**Prompt**
What lines of the material below include the string "distant"? Copy all of them.
##########
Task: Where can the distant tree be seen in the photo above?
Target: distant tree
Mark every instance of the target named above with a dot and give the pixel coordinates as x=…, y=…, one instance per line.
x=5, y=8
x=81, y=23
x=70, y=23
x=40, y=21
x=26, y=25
##########
**Solution to this exercise**
Task: Where can the distant tree be seen in the photo above?
Target: distant tree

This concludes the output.